- À faire -
• A. Indiquez si chacune des affirmations suivantes concorde avec l’entretien avec Tris Lumley, en répondant par oui ou par non et en citant mot pour mot les termes qui tranchent : (i) il s’est inscrit en physique à l’université ; (ii) il a enseigné la plongée sous-marine pendant deux ans ; (iii) enfant, il rêvait d’abord d’être astronaute.
• B. Recopiez fidèlement le passage de l’entretien avec Tris Lumley qui commence par « Concevoir une société » et se termine par « Qu’êtes-vous devenu? ».

- Extrait fourni -
·····

Concevoir une société civile guidée par les données

Tris Lumley

Tris Lumley est directeur de l’innovation et du développement chez New Philanthropy Capital à Londres au Royaume-Uni. Il dirige les travaux de l’entreprise qui se rapportent à l’innovation, étudiant et concevant des approches originales, de nouveaux modèles ainsi que de nouveaux projets pour améliorer considérablement et à long terme la capacité du secteur social.

Lorsque vous étiez enfant, que rêviez-vous de faire plus tard?

Être astronaute, pilote et chercheur, probablement dans cet ordre. Je me suis inscrit en physique à l’université, mais j’ai réalisé que ça représentait beaucoup de travail ennuyeux en laboratoire, et que la philosophie des sciences était beaucoup plus intéressante.

Qu’êtes-vous devenu?

Après avoir étudié l’histoire et la philosophie des sciences – des études formidables, mais qui ne préparent pas vraiment au monde du travail –, j’ai fait comme tous ceux qui ne savent pas ce qu’ils veulent faire, et je me suis tourné vers les services-conseils.

J’ai beaucoup appris durant ces trois belles années, puis vers 2000, j’ai travaillé dans des sociétés point-com. J’ai ensuite fait une pause et passé un an à enseigner la plongée sous-marine en Thaïlande et au Honduras. Je voulais changer d’orientation. J’ai trouvé ma voie au sein d’une étrange organisation hybride, dont les membres disaient vouloir être rationnels en ce qui concerne le secteur social, vouloir offrir des services de recherche et de conseil indépendants aux organismes philanthropiques et sans but lucratif, et vouloir changer le fonctionnement du secteur. J’y travaille depuis 13 ans.

Que pensez-vous de la situation mondiale en ce moment?

·····

- Données brutes -
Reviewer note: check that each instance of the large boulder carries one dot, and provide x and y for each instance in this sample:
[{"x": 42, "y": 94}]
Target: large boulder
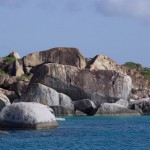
[
  {"x": 66, "y": 56},
  {"x": 141, "y": 86},
  {"x": 3, "y": 100},
  {"x": 14, "y": 55},
  {"x": 10, "y": 94},
  {"x": 141, "y": 105},
  {"x": 123, "y": 102},
  {"x": 99, "y": 86},
  {"x": 63, "y": 111},
  {"x": 3, "y": 77},
  {"x": 86, "y": 106},
  {"x": 45, "y": 95},
  {"x": 102, "y": 62},
  {"x": 112, "y": 109},
  {"x": 17, "y": 69},
  {"x": 27, "y": 116},
  {"x": 41, "y": 94}
]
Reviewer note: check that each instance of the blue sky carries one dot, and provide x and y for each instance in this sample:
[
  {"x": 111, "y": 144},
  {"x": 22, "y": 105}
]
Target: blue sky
[{"x": 120, "y": 29}]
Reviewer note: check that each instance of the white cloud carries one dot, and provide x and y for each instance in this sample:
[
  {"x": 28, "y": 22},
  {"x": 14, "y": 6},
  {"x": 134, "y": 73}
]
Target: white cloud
[
  {"x": 11, "y": 2},
  {"x": 130, "y": 8}
]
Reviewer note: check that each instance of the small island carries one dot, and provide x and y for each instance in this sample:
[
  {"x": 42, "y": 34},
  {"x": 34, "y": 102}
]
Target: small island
[{"x": 66, "y": 83}]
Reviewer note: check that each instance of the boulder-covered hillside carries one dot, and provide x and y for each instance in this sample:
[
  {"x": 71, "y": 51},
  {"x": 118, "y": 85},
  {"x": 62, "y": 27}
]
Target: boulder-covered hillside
[{"x": 63, "y": 79}]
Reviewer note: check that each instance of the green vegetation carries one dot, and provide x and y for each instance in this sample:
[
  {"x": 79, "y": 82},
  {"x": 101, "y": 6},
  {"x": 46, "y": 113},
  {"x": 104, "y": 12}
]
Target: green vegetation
[
  {"x": 2, "y": 72},
  {"x": 9, "y": 59},
  {"x": 145, "y": 72},
  {"x": 25, "y": 76}
]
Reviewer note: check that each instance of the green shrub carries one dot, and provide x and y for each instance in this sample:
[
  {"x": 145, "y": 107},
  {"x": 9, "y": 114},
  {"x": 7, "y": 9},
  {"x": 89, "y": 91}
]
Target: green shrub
[
  {"x": 25, "y": 76},
  {"x": 133, "y": 65},
  {"x": 2, "y": 72},
  {"x": 9, "y": 59}
]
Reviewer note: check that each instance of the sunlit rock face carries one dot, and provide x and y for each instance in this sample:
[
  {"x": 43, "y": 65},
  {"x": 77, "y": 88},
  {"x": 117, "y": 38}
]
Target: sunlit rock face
[
  {"x": 45, "y": 95},
  {"x": 60, "y": 55},
  {"x": 102, "y": 62},
  {"x": 3, "y": 100},
  {"x": 27, "y": 116},
  {"x": 99, "y": 86},
  {"x": 113, "y": 109}
]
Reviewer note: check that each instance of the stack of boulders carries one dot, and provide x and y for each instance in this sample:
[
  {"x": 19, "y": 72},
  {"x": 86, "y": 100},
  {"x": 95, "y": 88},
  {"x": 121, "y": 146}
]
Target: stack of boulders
[{"x": 65, "y": 81}]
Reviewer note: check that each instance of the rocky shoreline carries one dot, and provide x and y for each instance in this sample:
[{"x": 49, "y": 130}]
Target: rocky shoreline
[{"x": 71, "y": 85}]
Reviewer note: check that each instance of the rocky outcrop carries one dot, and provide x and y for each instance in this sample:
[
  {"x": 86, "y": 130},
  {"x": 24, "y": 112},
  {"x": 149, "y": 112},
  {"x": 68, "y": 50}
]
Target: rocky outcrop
[
  {"x": 3, "y": 77},
  {"x": 141, "y": 105},
  {"x": 27, "y": 116},
  {"x": 15, "y": 84},
  {"x": 17, "y": 69},
  {"x": 65, "y": 56},
  {"x": 3, "y": 101},
  {"x": 99, "y": 86},
  {"x": 112, "y": 109},
  {"x": 63, "y": 111},
  {"x": 14, "y": 55},
  {"x": 86, "y": 106},
  {"x": 141, "y": 86},
  {"x": 122, "y": 102},
  {"x": 10, "y": 94},
  {"x": 102, "y": 62},
  {"x": 47, "y": 96}
]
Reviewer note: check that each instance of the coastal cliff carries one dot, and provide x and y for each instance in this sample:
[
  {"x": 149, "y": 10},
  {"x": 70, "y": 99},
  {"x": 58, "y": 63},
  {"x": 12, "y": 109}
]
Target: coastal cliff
[{"x": 70, "y": 84}]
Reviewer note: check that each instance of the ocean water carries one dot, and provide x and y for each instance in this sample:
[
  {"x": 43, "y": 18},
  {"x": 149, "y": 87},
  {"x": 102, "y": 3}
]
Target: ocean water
[{"x": 84, "y": 133}]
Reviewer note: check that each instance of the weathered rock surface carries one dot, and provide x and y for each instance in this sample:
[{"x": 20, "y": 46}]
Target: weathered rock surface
[
  {"x": 10, "y": 94},
  {"x": 17, "y": 69},
  {"x": 123, "y": 102},
  {"x": 102, "y": 62},
  {"x": 86, "y": 106},
  {"x": 66, "y": 56},
  {"x": 27, "y": 116},
  {"x": 41, "y": 94},
  {"x": 14, "y": 55},
  {"x": 3, "y": 77},
  {"x": 141, "y": 105},
  {"x": 112, "y": 109},
  {"x": 3, "y": 100},
  {"x": 65, "y": 101},
  {"x": 141, "y": 86},
  {"x": 99, "y": 86},
  {"x": 45, "y": 95},
  {"x": 63, "y": 111}
]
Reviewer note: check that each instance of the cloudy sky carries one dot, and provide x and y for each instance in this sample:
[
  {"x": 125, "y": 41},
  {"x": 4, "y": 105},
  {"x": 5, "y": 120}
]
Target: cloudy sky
[{"x": 119, "y": 29}]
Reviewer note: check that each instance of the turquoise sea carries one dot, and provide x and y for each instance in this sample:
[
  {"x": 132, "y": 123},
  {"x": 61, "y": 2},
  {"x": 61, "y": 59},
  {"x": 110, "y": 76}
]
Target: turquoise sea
[{"x": 84, "y": 133}]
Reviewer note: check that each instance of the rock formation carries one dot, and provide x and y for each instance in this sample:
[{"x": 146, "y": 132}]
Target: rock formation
[
  {"x": 102, "y": 62},
  {"x": 65, "y": 56},
  {"x": 27, "y": 116},
  {"x": 86, "y": 106},
  {"x": 112, "y": 109},
  {"x": 3, "y": 101},
  {"x": 64, "y": 81},
  {"x": 99, "y": 86},
  {"x": 45, "y": 95}
]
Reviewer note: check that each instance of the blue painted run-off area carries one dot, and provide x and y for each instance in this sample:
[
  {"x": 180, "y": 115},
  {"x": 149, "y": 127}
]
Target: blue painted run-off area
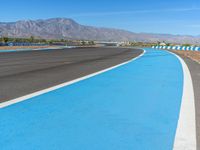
[{"x": 133, "y": 107}]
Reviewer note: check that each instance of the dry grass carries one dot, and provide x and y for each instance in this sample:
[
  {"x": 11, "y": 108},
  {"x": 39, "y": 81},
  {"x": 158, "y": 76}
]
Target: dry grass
[
  {"x": 21, "y": 47},
  {"x": 194, "y": 55}
]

·····

- Corrigés détaillés -
• A.
(i) Oui : « Je me suis inscrit en physique à l’université ».
(ii) Non : « passé un an à enseigner la plongée sous-marine en Thaïlande et au Honduras ».
(iii) Oui : « Être astronaute, pilote et chercheur, probablement dans cet ordre ».

• B.
Concevoir une société civile guidée par les données

Tris Lumley

Tris Lumley est directeur de l’innovation et du développement chez New Philanthropy Capital à Londres au Royaume-Uni. Il dirige les travaux de l’entreprise qui se rapportent à l’innovation, étudiant et concevant des approches originales, de nouveaux modèles ainsi que de nouveaux projets pour améliorer considérablement et à long terme la capacité du secteur social.

Lorsque vous étiez enfant, que rêviez-vous de faire plus tard?

Être astronaute, pilote et chercheur, probablement dans cet ordre. Je me suis inscrit en physique à l’université, mais j’ai réalisé que ça représentait beaucoup de travail ennuyeux en laboratoire, et que la philosophie des sciences était beaucoup plus intéressante.

Qu’êtes-vous devenu?